(Stored data entries)

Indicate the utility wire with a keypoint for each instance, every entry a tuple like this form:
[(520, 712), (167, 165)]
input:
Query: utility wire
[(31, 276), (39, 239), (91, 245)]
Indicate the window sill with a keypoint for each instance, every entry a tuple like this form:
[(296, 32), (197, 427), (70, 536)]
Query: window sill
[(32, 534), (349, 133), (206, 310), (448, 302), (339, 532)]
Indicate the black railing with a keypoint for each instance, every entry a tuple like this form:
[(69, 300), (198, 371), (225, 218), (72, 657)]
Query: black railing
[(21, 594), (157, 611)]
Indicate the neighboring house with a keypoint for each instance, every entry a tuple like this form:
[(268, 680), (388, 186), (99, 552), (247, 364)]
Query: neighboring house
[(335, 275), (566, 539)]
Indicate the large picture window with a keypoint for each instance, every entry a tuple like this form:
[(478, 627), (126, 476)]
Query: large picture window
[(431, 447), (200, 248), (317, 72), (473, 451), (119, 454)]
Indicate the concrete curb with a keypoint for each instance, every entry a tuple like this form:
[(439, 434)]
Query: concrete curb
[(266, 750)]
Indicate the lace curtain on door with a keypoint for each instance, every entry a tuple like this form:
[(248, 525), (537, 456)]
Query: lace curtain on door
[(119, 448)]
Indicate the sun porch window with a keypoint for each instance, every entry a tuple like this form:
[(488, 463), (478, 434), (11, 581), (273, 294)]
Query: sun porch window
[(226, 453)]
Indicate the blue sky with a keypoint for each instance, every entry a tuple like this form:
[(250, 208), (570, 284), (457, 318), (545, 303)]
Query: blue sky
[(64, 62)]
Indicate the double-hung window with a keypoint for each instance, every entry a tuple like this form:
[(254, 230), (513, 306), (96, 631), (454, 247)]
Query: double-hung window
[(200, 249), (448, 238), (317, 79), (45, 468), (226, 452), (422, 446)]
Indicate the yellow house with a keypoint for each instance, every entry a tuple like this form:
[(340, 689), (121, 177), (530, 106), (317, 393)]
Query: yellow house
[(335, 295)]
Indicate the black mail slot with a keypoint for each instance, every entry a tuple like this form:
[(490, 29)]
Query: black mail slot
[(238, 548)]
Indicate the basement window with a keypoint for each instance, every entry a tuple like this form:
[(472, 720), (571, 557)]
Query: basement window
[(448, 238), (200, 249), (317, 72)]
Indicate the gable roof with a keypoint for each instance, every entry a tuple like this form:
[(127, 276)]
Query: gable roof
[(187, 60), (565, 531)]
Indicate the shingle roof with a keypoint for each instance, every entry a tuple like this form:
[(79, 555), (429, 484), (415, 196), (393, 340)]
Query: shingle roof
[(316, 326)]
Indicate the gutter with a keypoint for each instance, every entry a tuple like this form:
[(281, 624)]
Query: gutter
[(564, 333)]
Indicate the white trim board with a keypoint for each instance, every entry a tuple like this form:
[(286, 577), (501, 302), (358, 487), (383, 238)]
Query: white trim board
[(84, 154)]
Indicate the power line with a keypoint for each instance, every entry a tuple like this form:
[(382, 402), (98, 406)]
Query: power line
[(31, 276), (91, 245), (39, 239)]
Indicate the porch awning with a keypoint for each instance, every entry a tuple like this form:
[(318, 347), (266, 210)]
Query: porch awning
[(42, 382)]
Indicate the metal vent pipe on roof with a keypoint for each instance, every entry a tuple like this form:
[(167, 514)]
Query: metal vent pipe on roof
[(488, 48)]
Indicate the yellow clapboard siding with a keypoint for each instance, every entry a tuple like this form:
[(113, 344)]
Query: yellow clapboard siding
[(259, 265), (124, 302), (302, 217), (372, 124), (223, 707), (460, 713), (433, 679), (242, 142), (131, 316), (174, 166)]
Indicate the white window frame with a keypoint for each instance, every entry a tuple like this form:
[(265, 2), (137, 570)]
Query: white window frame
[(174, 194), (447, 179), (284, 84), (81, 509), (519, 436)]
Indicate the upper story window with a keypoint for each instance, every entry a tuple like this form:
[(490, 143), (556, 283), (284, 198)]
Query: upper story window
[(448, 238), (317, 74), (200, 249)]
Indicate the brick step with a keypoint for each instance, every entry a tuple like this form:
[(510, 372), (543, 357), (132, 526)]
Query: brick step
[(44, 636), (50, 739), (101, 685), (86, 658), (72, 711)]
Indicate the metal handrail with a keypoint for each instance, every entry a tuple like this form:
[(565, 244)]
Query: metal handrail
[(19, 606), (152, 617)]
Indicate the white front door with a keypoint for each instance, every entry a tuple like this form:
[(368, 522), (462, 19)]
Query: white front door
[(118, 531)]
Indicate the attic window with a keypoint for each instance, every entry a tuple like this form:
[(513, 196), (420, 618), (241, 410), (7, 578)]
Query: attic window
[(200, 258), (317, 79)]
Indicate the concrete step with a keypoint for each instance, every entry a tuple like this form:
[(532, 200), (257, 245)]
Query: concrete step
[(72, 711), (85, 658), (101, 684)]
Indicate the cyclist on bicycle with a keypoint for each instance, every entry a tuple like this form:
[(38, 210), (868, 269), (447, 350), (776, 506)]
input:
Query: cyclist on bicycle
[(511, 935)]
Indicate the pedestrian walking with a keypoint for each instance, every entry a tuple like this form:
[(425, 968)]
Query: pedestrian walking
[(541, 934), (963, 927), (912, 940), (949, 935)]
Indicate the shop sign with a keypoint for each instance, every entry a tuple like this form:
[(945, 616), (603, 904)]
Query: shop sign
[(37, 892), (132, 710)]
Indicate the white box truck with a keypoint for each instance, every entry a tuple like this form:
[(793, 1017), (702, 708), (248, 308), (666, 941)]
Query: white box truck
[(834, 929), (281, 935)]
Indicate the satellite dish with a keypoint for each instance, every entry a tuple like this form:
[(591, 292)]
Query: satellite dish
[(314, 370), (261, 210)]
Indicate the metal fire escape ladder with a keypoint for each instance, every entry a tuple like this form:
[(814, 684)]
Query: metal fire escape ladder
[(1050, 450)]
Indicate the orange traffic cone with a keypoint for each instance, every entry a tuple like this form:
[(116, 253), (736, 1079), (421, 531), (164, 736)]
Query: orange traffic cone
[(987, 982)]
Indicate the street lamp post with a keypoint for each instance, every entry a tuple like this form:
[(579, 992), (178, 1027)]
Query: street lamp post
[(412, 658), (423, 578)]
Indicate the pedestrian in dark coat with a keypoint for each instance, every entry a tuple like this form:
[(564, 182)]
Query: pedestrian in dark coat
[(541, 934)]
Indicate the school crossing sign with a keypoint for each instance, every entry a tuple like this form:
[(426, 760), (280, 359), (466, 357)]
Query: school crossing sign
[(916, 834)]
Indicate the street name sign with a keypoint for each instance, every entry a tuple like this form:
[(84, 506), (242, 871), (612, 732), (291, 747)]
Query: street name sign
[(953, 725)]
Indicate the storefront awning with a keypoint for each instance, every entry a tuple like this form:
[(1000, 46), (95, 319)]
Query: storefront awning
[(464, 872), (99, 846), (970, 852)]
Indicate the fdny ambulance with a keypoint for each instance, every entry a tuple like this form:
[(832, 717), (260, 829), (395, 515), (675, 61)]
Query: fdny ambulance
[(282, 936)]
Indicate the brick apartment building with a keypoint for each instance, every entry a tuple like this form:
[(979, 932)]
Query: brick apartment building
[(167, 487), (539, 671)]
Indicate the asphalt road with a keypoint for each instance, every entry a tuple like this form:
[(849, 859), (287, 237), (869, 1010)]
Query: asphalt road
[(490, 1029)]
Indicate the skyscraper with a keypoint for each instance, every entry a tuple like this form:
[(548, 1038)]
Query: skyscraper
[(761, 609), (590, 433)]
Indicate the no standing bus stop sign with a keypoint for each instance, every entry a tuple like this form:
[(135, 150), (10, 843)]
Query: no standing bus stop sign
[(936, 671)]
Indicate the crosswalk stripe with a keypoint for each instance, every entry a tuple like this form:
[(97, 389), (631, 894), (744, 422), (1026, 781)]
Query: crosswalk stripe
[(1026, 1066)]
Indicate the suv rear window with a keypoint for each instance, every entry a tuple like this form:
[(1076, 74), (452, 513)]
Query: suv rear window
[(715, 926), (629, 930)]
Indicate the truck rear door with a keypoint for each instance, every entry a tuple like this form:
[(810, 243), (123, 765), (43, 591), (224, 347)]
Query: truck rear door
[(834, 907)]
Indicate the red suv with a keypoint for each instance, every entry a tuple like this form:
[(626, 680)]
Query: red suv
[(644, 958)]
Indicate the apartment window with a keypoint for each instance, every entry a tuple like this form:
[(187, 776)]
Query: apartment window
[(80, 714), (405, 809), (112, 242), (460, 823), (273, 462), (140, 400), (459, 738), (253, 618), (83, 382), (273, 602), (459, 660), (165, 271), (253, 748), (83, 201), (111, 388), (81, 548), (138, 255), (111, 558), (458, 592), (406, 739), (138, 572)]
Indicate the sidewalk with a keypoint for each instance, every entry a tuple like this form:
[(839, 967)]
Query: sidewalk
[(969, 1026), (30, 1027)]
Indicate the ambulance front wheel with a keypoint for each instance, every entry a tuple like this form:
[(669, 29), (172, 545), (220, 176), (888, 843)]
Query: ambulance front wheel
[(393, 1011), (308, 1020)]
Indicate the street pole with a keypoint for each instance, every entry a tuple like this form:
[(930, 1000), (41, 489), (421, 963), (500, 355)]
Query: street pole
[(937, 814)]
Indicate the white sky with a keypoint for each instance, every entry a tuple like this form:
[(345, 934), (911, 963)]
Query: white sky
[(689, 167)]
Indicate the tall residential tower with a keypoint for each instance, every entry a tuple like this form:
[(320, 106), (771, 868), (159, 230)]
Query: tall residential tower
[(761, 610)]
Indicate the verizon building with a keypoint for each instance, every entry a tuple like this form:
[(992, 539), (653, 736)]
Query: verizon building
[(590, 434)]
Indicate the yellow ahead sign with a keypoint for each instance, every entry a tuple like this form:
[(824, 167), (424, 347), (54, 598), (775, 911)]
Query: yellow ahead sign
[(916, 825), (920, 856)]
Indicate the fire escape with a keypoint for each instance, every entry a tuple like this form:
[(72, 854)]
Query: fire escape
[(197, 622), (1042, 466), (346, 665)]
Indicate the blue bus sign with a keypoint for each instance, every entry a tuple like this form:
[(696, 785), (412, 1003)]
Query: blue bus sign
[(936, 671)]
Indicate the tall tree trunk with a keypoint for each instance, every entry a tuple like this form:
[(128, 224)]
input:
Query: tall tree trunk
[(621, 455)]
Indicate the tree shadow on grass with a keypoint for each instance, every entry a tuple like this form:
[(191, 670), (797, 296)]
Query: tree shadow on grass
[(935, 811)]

- [Directions for this task]:
With the first line being the one containing "Query: utility wire" and the last line the one containing "[(472, 720), (571, 557)]", transcribe exactly the lines above that fall in that range.

- [Problem solution]:
Query: utility wire
[(31, 276), (39, 239), (91, 245)]
Indicate the window sill with a keypoint for each instance, every entry a tuple like this form:
[(296, 32), (197, 427), (70, 536)]
Query: window sill
[(32, 534), (349, 133), (206, 310), (448, 302), (339, 532)]
Indicate the black railing with a keypoint for each instance, every entry a tuple like this form:
[(69, 300), (198, 371), (225, 218), (72, 657)]
Query: black railing
[(21, 594), (157, 611)]
Indicate the neighboring house with a keypoint for each instance, every entry a tuple like this form:
[(268, 680), (388, 186), (99, 552), (247, 364)]
Query: neighboring house
[(335, 275), (566, 539)]
Indicate the large picture window with a keypoint for each instance, every entry a tuple like this form:
[(478, 627), (126, 476)]
Query: large picture window
[(431, 447), (200, 248), (317, 72), (473, 451), (119, 454)]
Indicate the concrete curb with a keypoint for each instance, every entry a tuple like this form:
[(439, 434)]
Query: concrete curb
[(266, 750)]
Indicate the lace curtain on door with a keypoint for each instance, every entry a tuple like this form:
[(248, 525), (537, 456)]
Query: lace curtain on door
[(119, 448)]
Indicate the sun porch window with a keypoint for each instance, every entry a tuple like this form:
[(488, 463), (478, 434), (11, 581), (273, 294)]
Query: sun porch window
[(226, 453)]
Indicate the blue sky with a keypoint for each instance, every entry a tuple like this form:
[(250, 208), (570, 284), (457, 318), (545, 303)]
Query: blue sky
[(64, 62)]
Indicate the double-hung window with a keypoint for each instance, every entry a tuple like this form:
[(254, 230), (513, 306), (96, 631), (454, 247)]
Query: double-hung window
[(200, 249), (448, 238), (317, 79), (45, 468), (226, 452), (422, 446)]
Indicate the yellow house with a keypoint for each instance, every entry a tuple like this form:
[(340, 689), (121, 177), (530, 106), (317, 393)]
Query: yellow house
[(335, 295)]
Indicate the black mail slot with a keypoint for each instance, every entry a tuple like this form:
[(490, 29)]
Query: black mail slot
[(238, 548)]
Indicate the basement window with a keypoint for each instance, every entry a tuple like this form:
[(472, 720), (571, 557)]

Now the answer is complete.